=== PROVIDED PASSAGE ===
━━━━━━━━
Here is her quiche recipe and believe me, you will come to adore it like I have.  Remove the peppers and onions for a basic bacon, egg and cheese quiche for picky eaters or add your own variation like fresh spinach or asparagus for seasonal options!

Start by cooking up 8 slices of bacon.  Make them like this which is my new favorite way!

Then for the crust – it’s a simple two-ingredient crust and may be a little unconventional, but, trust me, it’s delicious!

I made my quiche in a deep-dish pie stone, but if you are using shallow pie dishes or pans, no worries! I have included a printable at the end for either/or version!

Take one sleeve plus 6 saltine crackers and put them in your food processor.






Put the lid on and whiz them up for a minute until they form fine crumbs.  No food processor? Just put them in a baggie and roll them with a rolling pin.






In a medium saucepan, over medium-low heat, melt a stick of butter.  Be careful not to let it brown but just to melt.






Dump your cracker crumbs in the pot and mix them up really well.






Then press them firmly with a large spoon or rubber spatula up the sides and across the bottom of your pie pan.






Next, grate up 2 1/2 cups of Swiss cheese.  I can rarely ever find pre-grated Swiss cheese so I just buy a block and use the shredding blade of my food processor.  A box grater would work also!






Crack 4 eggs into a bowl and beat them up and then pour in 2 1/4 cups of half and half.






Dump in your cheese.






Chop up your bacon.






And add in right in.






Seriously, how could you wrong with eggs, bacon, cheese and half and half?  It’s such a winning combination.

Chop up two tablespoons of red pepper and red onion.  Add them into the mixture with one teaspoon of salt and one-half teaspoon of pepper and also a one-half teaspoon of paprika.






And mix it all up with fervor.






And pour it right into your crust.






Then take your spatula and kind of even things out in the dish.






Then pop your quiche into a 350 oven for 30-40 minutes for a deep-dish quiche or 20-30 for a shallow-dish one.
━━━━━━━━
=== GOAL 1 ===
Please extract the records from their start through the line containing "x=517, y=367", both ends included, and reproduce those lines word for word without the pictures.

=== Point annotation dataset records ===
━━━━━━━━
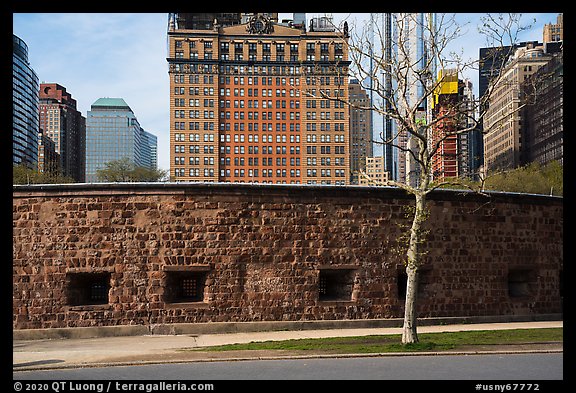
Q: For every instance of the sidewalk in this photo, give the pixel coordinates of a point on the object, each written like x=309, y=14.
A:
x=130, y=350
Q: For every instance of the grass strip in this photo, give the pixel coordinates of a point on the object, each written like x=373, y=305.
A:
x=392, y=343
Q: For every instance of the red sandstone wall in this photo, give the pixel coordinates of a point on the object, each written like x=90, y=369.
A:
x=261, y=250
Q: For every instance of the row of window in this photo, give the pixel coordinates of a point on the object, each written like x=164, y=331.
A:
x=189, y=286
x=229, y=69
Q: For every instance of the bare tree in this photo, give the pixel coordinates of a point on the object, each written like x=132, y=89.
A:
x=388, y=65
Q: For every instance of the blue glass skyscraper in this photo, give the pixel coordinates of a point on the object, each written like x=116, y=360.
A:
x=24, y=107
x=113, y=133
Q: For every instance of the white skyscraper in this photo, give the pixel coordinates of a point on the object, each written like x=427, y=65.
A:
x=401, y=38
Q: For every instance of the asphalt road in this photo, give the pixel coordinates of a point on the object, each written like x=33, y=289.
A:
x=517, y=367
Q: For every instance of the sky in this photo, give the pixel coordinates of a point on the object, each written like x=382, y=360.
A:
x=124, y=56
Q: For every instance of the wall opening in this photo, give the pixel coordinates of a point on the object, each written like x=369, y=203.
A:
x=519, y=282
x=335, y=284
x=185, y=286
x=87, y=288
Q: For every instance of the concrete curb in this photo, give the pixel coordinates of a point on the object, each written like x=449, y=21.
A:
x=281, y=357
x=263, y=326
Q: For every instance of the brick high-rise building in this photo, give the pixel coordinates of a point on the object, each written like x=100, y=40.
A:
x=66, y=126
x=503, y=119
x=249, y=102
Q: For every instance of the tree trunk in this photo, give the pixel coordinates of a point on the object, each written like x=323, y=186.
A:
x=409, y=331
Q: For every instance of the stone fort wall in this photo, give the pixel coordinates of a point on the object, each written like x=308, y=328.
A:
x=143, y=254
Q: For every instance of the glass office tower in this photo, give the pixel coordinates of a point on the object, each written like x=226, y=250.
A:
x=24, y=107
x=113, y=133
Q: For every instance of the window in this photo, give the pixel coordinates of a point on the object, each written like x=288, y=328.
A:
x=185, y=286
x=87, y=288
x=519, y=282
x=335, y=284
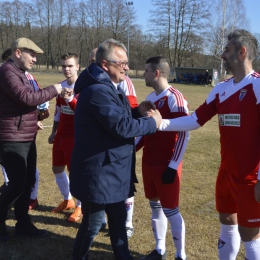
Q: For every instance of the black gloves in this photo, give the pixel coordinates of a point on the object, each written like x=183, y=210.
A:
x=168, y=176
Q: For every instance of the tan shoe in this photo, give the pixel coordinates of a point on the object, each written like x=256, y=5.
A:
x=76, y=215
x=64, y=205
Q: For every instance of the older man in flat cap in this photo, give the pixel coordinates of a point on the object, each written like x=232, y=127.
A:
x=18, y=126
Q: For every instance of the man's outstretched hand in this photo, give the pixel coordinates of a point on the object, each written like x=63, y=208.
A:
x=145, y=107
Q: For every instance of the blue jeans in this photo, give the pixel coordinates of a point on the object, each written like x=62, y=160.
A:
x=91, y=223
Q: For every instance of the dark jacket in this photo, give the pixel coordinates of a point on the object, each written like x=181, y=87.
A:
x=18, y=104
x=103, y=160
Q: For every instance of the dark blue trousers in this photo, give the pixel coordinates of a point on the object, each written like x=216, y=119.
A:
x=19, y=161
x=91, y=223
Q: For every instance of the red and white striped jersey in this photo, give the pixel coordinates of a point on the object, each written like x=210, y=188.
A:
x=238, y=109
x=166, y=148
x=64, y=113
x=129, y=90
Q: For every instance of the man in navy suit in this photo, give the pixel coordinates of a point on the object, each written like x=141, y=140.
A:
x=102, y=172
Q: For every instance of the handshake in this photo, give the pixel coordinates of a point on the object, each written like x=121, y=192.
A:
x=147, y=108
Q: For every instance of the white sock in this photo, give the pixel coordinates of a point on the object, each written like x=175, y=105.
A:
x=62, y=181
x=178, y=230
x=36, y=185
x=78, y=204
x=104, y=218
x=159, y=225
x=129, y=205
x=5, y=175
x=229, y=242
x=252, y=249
━━━━━━━━
=== GOAL 2 ===
In the quiche recipe, how long should a quiche in a shallow dish bake?

=== WRITTEN SOLUTION 1 ===
Q: For every instance of the sidewalk in this photo, give the pixel coordinates of a point on the object, each written like x=309, y=14.
A:
x=130, y=350
Q: For every instance of the grass strip in this photo, give the pixel coordinates of a point on the object, each written like x=373, y=305.
A:
x=392, y=343
Q: For every instance of the red sandstone wall in this photo, give the pixel coordinates of a point on the object, each written like x=90, y=369.
A:
x=261, y=250
Q: For every instance of the row of window in this photo, give the pixel coordinates of a point on the object, each written like x=164, y=331.
A:
x=189, y=286
x=229, y=69
Q: For every instance of the bare tree in this photo, give the pixel coordinates of a point on the object, each written like x=132, y=89.
A:
x=388, y=65
Q: For every instance of the blue glass skyscraper in this photo, give the pixel coordinates of a point on the object, each written like x=116, y=360.
A:
x=24, y=107
x=113, y=133
Q: For every instance of the white skyscraper in this photo, give the pixel coordinates of a point on the object, each written like x=427, y=65.
A:
x=401, y=38
Q: For every instance of the asphalt road in this photo, give the pixel coordinates of a point on the object, each written like x=33, y=289.
A:
x=517, y=367

=== WRITTEN SOLUTION 2 ===
20 to 30 minutes in a 350 oven.